***** PROVIDED DATA
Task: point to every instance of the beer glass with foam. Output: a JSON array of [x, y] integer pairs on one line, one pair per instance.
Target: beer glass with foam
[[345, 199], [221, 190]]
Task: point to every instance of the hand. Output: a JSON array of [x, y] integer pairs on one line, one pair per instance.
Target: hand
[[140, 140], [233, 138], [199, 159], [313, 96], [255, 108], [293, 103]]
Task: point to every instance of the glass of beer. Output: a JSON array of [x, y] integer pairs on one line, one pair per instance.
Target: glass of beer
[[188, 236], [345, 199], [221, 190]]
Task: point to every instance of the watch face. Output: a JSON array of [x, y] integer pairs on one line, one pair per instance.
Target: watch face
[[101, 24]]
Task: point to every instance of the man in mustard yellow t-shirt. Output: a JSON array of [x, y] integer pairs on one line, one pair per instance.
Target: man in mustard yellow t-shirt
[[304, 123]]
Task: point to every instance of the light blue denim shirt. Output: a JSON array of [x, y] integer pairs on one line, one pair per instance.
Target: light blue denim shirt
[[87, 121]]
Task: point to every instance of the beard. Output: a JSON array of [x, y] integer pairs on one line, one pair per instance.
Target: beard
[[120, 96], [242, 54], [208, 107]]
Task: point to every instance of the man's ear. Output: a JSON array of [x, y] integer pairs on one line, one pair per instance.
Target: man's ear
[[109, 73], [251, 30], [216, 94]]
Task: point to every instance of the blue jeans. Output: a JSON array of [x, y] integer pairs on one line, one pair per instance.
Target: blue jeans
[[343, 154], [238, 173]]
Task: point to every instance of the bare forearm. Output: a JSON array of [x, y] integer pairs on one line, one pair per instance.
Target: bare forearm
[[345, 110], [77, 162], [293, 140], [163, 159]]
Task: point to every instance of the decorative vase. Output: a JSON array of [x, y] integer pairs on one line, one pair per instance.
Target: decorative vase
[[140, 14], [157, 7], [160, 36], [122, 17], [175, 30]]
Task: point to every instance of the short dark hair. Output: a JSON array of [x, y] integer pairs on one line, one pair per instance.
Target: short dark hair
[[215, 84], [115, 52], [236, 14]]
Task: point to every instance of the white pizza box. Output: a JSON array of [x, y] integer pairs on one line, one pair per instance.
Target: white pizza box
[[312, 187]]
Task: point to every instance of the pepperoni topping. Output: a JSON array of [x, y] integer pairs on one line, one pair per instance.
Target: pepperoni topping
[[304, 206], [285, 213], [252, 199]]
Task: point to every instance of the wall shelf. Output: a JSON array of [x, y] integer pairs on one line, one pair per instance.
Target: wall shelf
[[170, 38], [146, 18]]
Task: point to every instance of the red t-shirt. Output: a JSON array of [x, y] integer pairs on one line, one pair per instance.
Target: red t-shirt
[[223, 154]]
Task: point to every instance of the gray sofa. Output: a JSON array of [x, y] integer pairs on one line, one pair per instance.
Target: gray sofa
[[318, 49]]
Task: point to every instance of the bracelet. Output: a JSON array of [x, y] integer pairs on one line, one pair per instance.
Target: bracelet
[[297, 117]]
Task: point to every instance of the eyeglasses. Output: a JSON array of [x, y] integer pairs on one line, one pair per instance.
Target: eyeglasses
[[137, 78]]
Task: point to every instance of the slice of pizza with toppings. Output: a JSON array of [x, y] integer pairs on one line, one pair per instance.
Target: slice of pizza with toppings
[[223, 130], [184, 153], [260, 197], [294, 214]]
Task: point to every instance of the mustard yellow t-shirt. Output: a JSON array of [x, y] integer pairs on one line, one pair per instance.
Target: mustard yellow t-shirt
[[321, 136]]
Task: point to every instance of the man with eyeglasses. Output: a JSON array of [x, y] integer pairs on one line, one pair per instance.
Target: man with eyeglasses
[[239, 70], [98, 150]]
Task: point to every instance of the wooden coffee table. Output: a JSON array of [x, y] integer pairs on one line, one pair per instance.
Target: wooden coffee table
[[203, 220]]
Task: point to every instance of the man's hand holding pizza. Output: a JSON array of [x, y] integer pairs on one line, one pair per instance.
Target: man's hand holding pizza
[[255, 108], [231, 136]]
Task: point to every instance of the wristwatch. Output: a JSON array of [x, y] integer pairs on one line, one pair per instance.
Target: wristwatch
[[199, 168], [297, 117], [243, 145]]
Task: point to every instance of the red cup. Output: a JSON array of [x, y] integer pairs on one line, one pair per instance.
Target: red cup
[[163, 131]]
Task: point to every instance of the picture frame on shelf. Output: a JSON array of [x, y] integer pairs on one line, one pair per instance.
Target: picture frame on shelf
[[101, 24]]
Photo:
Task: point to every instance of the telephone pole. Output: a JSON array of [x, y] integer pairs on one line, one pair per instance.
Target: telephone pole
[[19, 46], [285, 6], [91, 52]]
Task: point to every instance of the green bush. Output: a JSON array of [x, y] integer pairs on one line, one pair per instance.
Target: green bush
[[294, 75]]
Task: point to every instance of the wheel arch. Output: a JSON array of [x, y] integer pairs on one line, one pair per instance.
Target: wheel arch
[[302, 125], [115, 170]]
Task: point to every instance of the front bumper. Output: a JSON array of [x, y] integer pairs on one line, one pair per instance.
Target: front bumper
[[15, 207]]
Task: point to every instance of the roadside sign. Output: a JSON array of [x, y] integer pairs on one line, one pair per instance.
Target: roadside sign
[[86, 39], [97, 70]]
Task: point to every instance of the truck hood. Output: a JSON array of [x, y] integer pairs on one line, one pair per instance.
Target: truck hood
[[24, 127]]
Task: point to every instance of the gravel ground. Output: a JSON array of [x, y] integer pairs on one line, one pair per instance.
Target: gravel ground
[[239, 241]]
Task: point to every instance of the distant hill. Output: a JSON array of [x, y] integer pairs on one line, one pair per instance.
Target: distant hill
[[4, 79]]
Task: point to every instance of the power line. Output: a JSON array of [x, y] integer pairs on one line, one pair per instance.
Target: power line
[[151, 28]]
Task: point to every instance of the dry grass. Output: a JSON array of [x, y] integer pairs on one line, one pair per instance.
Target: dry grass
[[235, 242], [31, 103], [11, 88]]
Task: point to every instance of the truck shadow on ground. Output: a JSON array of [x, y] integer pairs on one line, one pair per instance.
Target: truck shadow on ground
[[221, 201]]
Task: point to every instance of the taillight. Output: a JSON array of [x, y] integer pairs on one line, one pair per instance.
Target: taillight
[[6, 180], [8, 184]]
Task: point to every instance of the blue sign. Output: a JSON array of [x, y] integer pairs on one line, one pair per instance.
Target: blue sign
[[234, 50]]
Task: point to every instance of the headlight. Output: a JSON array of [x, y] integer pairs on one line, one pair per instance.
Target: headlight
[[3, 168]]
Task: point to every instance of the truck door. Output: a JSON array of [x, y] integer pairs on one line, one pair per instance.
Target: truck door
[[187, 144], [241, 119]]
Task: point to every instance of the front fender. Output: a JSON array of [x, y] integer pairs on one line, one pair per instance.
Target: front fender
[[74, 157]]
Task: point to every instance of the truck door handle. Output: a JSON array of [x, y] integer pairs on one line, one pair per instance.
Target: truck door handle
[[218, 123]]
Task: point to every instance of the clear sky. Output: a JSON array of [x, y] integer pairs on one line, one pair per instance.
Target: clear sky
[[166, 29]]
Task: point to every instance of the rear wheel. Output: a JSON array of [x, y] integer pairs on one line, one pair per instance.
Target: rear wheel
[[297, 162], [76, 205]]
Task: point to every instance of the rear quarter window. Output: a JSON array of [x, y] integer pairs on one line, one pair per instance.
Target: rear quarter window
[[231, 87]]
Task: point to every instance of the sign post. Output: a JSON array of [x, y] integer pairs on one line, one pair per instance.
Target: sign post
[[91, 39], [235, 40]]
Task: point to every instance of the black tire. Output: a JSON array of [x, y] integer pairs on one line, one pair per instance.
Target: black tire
**********
» **WHAT TO WORK ON**:
None of the lines above may be skipped. Transcribe each one exactly.

» **FINAL ANSWER**:
Task: point to every instance of the beer glass with foam. Output: a JSON array of [x, y] integer pairs on one line, one pair per instance.
Target: beer glass with foam
[[345, 199], [221, 190]]
Task: point to every instance of the hand. Output: a JSON array of [x, y] integer pairs on one line, one pair per instance.
Target: hand
[[140, 140], [233, 138], [199, 159], [313, 96], [255, 108], [293, 103]]
Task: point to every instance of the glass of beer. Output: a JSON array of [x, y] integer pairs on one line, one pair per instance.
Target: glass of beer
[[188, 236], [345, 199], [221, 190]]
Task: point to every instance of the watch face. Output: a JSON array of [x, y] integer pairs on one line, one pair per instance.
Target: watch face
[[101, 24]]
Task: point to every instance of the man in mustard yellow t-shirt. Output: a JSON array of [x, y] integer pairs on one line, one pair per instance.
Target: man in mustard yellow t-shirt
[[304, 123]]
Task: point to every instance of the light blue denim shirt. Output: a JSON array of [x, y] integer pairs on one line, one pair per instance.
Target: light blue denim shirt
[[87, 121]]
Task: point to every instance of the beard. Output: a JSON array of [x, y] integer pairs on one line, one pair per instance.
Target: beard
[[120, 96], [242, 54], [208, 107]]
Task: point to every instance of the man's ear. Output: a JSON array of [x, y] integer pairs on one line, one pair per instance.
Target: man's ear
[[109, 73], [251, 30], [216, 94]]
Task: point to every instance of the blue jeans. Output: a JSON array of [x, y] integer pairs on one line, one pair per instance.
Target: blue jeans
[[343, 154], [238, 173]]
Task: point to every instance of the bare forearm. Output: a JSON array of [x, y] integer pairs on one line, one pair per instance.
Target: bare forearm
[[345, 110], [77, 162], [293, 140], [163, 159]]
Task: point to every instance of the decorative vase. Output: a JSON array of [x, y] integer pairs on one line, one pair per instance.
Target: decorative vase
[[140, 14], [157, 7], [160, 36], [122, 17], [175, 30]]
Task: point to every instance of the short dark hair. Output: a JSON array of [x, y] integer pairs on one line, one pair per instance.
Target: short dark hair
[[215, 84], [115, 52], [236, 14]]
Task: point to every instance of the white pizza box. Output: a JSON array of [x, y] integer pairs on one line, one pair per instance.
Target: white pizza box
[[312, 187]]
Task: point to every instance of the pepperoni topping. Output: a JSON array of [x, y] integer pairs on one line, one pair per instance.
Target: pepperoni topping
[[304, 206], [285, 213], [252, 199]]
Task: point to every instance of the wall shelf. Output: a JSON array of [x, y] integer pairs on one line, one pair per instance.
Target: wall shelf
[[170, 38], [146, 18]]
Task: point to every instance of the red t-shirt. Output: a JSON array of [x, y] integer pairs on one line, one pair per instance.
Target: red t-shirt
[[223, 154]]
Task: point to every instance of the gray sofa. Output: a JSON array of [x, y] integer pairs on one line, one pair per instance.
Target: gray sofa
[[318, 49]]
Task: point to every instance of the bracelet. Output: a JSON array of [x, y] integer pairs on one line, one pair per instance.
Target: bracelet
[[297, 117]]
Task: point to every instance of the eyeglasses. Output: a JSON array of [x, y] integer pairs on one line, one pair per instance.
Target: eyeglasses
[[137, 78]]
Task: point to every instance of the slice of pizza with toppings. Output: a JSON array of [x, y] integer pairs on one line, one pair per instance.
Target: slice of pizza with toppings
[[223, 130], [184, 153], [260, 197], [294, 214]]
Task: point to every instance of the mustard yellow t-shirt. Output: a JSON array of [x, y] integer pairs on one line, one pair per instance.
Target: mustard yellow t-shirt
[[321, 136]]
Task: point to every instance of the man with eyeglasses. Output: a JSON array of [x, y] integer pairs on one line, one pair per instance.
Target: man with eyeglasses
[[239, 70], [98, 150]]
Task: point to every instance of the wooden coffee table. Output: a JSON array of [x, y] integer pairs on one line, one pair per instance.
Target: wooden coffee table
[[203, 220]]
Task: point to every instance of the man's hand holding pizza. Output: a JSON array of [x, y] integer pairs on one line, one pair per instance.
Target: man's hand holding pizza
[[255, 108], [231, 136]]
Task: point to every instance of the wristwatch. Output: a JSON array of [x, y] integer pairs on one line, one pair per instance.
Target: wristwatch
[[199, 168], [297, 117], [243, 145]]
Task: point to every instance of the red cup. Output: a JSON array of [x, y] integer pairs on one line, one pair per instance.
Target: red cup
[[163, 131]]
Task: point to every instance of the picture frame on shelf. Output: a JSON array of [x, y] integer pairs on one line, one pair per instance.
Target: picture frame on shelf
[[101, 24]]
Photo:
Task: point to every instance of the telephone pole. Output: a JSON array of [x, y] integer pairs on one line, one pair per instance.
Target: telephone pole
[[19, 46], [285, 6], [91, 52]]
Task: point to every instance of the green bush. Output: a JSON array of [x, y] integer pairs on one line, one pair per instance.
Target: green bush
[[294, 75]]
Task: point to every instance of the wheel arch. Output: a JSON array of [x, y] integer pairs on one line, one pair per instance.
Target: wheel arch
[[302, 125], [115, 170]]
Task: point to every instance of the front bumper. Output: a JSON array of [x, y] integer pairs on one line, one pair per instance.
Target: front bumper
[[15, 207]]
Task: point to every instance of the roadside sign. Output: a JSON array of [x, y] integer pairs on one line, one pair per instance.
Target: roadside sign
[[86, 39], [97, 70]]
Task: point to every instance of the truck hood. Output: a JSON array of [x, y] integer pairs on one line, one pair per instance.
Target: truck hood
[[24, 127]]
Task: point to every instance of the gravel ground. Output: a JSON array of [x, y] integer pairs on one line, one pair per instance.
Target: gravel ground
[[239, 241]]
Task: point to every instance of the distant hill. Output: a JSON array of [x, y] integer pairs on one line, one pair per instance.
Target: distant hill
[[4, 79]]
Task: point to every instance of the power line. Output: a JSON array of [x, y] integer pairs on one line, one pair per instance.
Target: power line
[[151, 28]]
Task: point to every instance of the dry grass. Output: a JSON array of [x, y] integer pairs on one line, one pair per instance.
Target: dry grass
[[235, 242], [31, 103], [11, 88]]
Task: point to every instance of the truck shadow on ground. Output: a JSON array of [x, y] integer pairs on one line, one pair per instance.
Target: truck shadow on ground
[[221, 201]]
Task: point to every instance of the taillight. Output: a JSON array of [x, y] integer pairs on one line, one pair per instance.
Target: taillight
[[6, 180], [8, 184]]
Task: point to every instance of the blue sign. Output: a JSON array of [x, y] integer pairs on one line, one pair per instance.
Target: blue sign
[[234, 50]]
Task: point to every instance of the headlight. Output: a JSON array of [x, y] integer pairs on one line, one pair per instance.
Target: headlight
[[3, 168]]
Task: point to every instance of the truck door. Output: a JSON array of [x, y] integer pairs on one line, one pair per instance.
Target: truck door
[[187, 144], [241, 119]]
Task: point to every instance of the front fender. Output: a JSON array of [x, y] integer pairs on one line, one pair per instance.
Target: front fender
[[74, 157]]
Task: point to every instance of the truck door handle. Output: a JSON array of [x, y] integer pairs on one line, one pair per instance.
Target: truck door handle
[[218, 123]]
Task: point to every instance of the clear sky. Output: a JSON array of [x, y] integer pairs on one line, one pair per instance.
Target: clear sky
[[166, 29]]
Task: point to every instance of the rear wheel. Output: a JSON array of [x, y] integer pairs on one line, one pair per instance.
Target: rear wheel
[[297, 162], [76, 205]]
Task: point to every instance of the rear quarter window. Output: a JSON array of [x, y] integer pairs on one line, one pair per instance.
Target: rear quarter window
[[231, 87]]
Task: point to every instance of the sign post. Output: a JSON array of [x, y] integer pairs on one line, one pair per instance.
Target: sign post
[[91, 39], [235, 40]]
Task: point to every instance of the black tire. Output: a JSON array of [x, y] integer pairs on one line, one pair per instance.
Target: black tire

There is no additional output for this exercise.